## [ASSIGNED TASK]
Could you copy the whole listing below exactly as written?

## [PROVIDED ENTRIES]
>>

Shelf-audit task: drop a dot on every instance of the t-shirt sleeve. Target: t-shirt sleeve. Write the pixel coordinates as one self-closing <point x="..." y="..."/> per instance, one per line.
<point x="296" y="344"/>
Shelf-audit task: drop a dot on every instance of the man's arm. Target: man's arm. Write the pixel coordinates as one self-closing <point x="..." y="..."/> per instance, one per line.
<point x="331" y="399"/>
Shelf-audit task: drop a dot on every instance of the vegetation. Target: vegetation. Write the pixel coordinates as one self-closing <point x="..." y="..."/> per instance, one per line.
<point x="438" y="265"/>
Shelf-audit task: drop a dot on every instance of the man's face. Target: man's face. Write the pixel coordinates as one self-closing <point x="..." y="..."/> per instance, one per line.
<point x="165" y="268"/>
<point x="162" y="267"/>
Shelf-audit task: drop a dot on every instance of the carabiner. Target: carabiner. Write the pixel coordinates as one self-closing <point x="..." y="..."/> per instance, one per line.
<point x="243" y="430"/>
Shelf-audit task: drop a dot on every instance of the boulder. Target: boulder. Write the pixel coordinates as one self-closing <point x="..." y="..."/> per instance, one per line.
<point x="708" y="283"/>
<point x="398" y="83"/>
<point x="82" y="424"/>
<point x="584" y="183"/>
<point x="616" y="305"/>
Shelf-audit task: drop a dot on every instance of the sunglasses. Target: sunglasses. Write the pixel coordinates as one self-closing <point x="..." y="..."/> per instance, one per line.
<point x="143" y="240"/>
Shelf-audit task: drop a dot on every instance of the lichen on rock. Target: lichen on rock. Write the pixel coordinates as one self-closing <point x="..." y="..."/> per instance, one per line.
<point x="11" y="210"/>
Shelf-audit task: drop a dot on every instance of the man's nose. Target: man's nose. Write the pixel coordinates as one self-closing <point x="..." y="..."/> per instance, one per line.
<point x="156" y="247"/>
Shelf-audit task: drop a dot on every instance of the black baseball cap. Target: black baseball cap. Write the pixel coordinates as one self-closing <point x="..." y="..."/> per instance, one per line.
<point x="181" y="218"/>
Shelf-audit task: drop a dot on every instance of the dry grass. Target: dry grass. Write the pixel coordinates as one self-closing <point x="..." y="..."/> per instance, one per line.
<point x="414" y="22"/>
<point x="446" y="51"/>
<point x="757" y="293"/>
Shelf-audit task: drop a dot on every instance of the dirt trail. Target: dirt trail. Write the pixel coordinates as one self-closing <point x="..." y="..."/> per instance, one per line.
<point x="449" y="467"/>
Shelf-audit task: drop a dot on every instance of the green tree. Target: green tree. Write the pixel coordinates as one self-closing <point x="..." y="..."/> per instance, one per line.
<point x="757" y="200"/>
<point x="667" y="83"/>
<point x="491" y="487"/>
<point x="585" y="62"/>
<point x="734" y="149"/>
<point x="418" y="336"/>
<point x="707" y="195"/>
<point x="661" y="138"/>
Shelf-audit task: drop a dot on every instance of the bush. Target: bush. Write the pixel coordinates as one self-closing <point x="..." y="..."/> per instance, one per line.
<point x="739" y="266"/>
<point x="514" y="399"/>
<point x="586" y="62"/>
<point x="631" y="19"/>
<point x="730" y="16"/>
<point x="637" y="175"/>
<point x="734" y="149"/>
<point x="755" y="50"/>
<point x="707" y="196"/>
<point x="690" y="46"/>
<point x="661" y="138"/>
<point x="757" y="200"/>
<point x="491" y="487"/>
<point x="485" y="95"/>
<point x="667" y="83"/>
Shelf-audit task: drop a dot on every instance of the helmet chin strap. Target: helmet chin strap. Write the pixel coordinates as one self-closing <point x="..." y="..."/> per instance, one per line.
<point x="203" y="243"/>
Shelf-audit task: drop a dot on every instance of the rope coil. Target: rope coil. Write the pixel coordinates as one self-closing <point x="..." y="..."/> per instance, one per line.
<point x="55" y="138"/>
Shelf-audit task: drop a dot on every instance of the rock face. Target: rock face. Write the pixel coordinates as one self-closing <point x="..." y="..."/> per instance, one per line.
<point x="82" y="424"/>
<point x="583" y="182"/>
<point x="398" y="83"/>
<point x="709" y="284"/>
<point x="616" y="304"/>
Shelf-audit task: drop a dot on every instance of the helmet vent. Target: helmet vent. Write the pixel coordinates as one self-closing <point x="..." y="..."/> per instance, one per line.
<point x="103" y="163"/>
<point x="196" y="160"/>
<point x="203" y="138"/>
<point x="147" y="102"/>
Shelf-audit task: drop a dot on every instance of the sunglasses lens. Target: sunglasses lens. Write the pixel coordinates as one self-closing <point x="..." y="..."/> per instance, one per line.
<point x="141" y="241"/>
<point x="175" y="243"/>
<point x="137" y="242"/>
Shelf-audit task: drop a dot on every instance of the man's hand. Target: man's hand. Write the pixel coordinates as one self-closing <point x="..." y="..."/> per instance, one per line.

<<

## [RESPONSE TO THE TASK]
Shelf-audit task: drop a dot on every instance of the t-shirt sleeve. Target: t-shirt sleeve. Write the pixel coordinates as one self-closing <point x="..." y="..."/> per instance, one per line.
<point x="296" y="344"/>
Shelf-audit task: drop a dot on every instance of the man's arm. Target: man's arm. Write the pixel coordinates as one self-closing <point x="..." y="..."/> per instance, one per line.
<point x="331" y="399"/>
Shelf-audit task: drop a dot on every instance of the vegetation. Target: vegetation. Write the pixel coordinates as one self-closing <point x="..." y="..."/> per instance, one per line.
<point x="438" y="265"/>
Shelf-audit task: drop a dot on every instance of the man's face. Target: man's face. Write the pixel coordinates as one self-closing <point x="..." y="..."/> per instance, one per line.
<point x="165" y="268"/>
<point x="162" y="267"/>
Shelf-audit task: drop a dot on every instance of the carabiner. Target: carabiner. Write the pixel coordinates as one self-closing <point x="..." y="..."/> per instance, one per line.
<point x="243" y="430"/>
Shelf-audit task: drop a dot on every instance of the boulder. Target: boulder. Write the pixel coordinates as one self-closing <point x="..." y="..."/> per instance, one per line.
<point x="708" y="283"/>
<point x="398" y="83"/>
<point x="82" y="424"/>
<point x="584" y="183"/>
<point x="616" y="305"/>
Shelf-audit task: drop a dot on every instance of the sunglasses. Target: sunglasses. Write the pixel coordinates as one self-closing <point x="..." y="..."/> per instance, one per line.
<point x="143" y="240"/>
Shelf-audit task: drop a dot on every instance of the lichen on rock. Target: lichen on rock. Write the pixel coordinates as one self-closing <point x="..." y="..."/> per instance, one per line.
<point x="11" y="210"/>
Shelf-audit task: drop a dot on every instance of the man's nose. Target: man's nose. Write the pixel coordinates as one self-closing <point x="..." y="..."/> per instance, one per line.
<point x="156" y="247"/>
Shelf-audit task: drop a dot on every instance of the black baseball cap. Target: black baseball cap. Write the pixel coordinates as one self-closing <point x="..." y="..."/> per instance, one per line.
<point x="181" y="218"/>
Shelf-audit task: drop a dot on every instance of the dry grass. Target: dry grass. Write the pixel coordinates as one self-closing <point x="..." y="..."/> per instance, one per line.
<point x="414" y="22"/>
<point x="446" y="51"/>
<point x="757" y="293"/>
Shelf-audit task: drop a dot on every instance of the dirt trail. Target: dirt trail. Write the pixel coordinates as one self-closing <point x="..." y="..."/> per instance, one per line.
<point x="449" y="467"/>
Shelf-audit task: drop a dot on every instance of the green tree. Target: green tree. Write the pixel coordinates as one self-closing <point x="..." y="..."/> per instance, one per line.
<point x="757" y="200"/>
<point x="667" y="83"/>
<point x="491" y="487"/>
<point x="585" y="62"/>
<point x="734" y="149"/>
<point x="418" y="336"/>
<point x="707" y="195"/>
<point x="661" y="138"/>
Shelf-audit task: drop a dot on every instance of the bush. Target: bush. Write the pixel coordinates as one self-closing <point x="..." y="..."/> per instance, one per line.
<point x="739" y="266"/>
<point x="514" y="399"/>
<point x="586" y="62"/>
<point x="631" y="19"/>
<point x="730" y="16"/>
<point x="637" y="175"/>
<point x="734" y="149"/>
<point x="755" y="50"/>
<point x="707" y="196"/>
<point x="690" y="46"/>
<point x="661" y="138"/>
<point x="757" y="200"/>
<point x="491" y="487"/>
<point x="485" y="95"/>
<point x="667" y="83"/>
Shelf-audit task: drop a dot on every instance of the helmet chin strap. Target: helmet chin strap. Write the pixel coordinates as one self-closing <point x="..." y="..."/> per instance, one per line.
<point x="203" y="243"/>
Shelf-audit task: drop a dot on every instance of the rope coil. Target: rope coil. Write the pixel coordinates as one self-closing <point x="..." y="..."/> per instance, one per line.
<point x="55" y="138"/>
Shelf-audit task: drop a dot on every instance of the rock face. Target: rock face. Write the pixel coordinates as one self-closing <point x="..." y="..."/> per instance, one per line.
<point x="82" y="424"/>
<point x="583" y="182"/>
<point x="398" y="83"/>
<point x="709" y="284"/>
<point x="616" y="304"/>
Shelf-audit task: drop a dot on every instance of the helmet vent. Target: helmet vent. Write the pixel coordinates as one self-closing <point x="..." y="..."/> per instance, one per line.
<point x="103" y="163"/>
<point x="196" y="160"/>
<point x="203" y="138"/>
<point x="147" y="102"/>
Shelf-audit task: drop a dot on every instance of the sunglasses lens. Target: sunglasses lens. Write the pixel coordinates as one self-closing <point x="..." y="..."/> per instance, one per line.
<point x="141" y="241"/>
<point x="175" y="243"/>
<point x="137" y="242"/>
Shelf-audit task: drop a dot on every instance of the man's hand. Target: man's hand. Write the pixel coordinates as one self-closing <point x="..." y="..."/> per instance, one per line.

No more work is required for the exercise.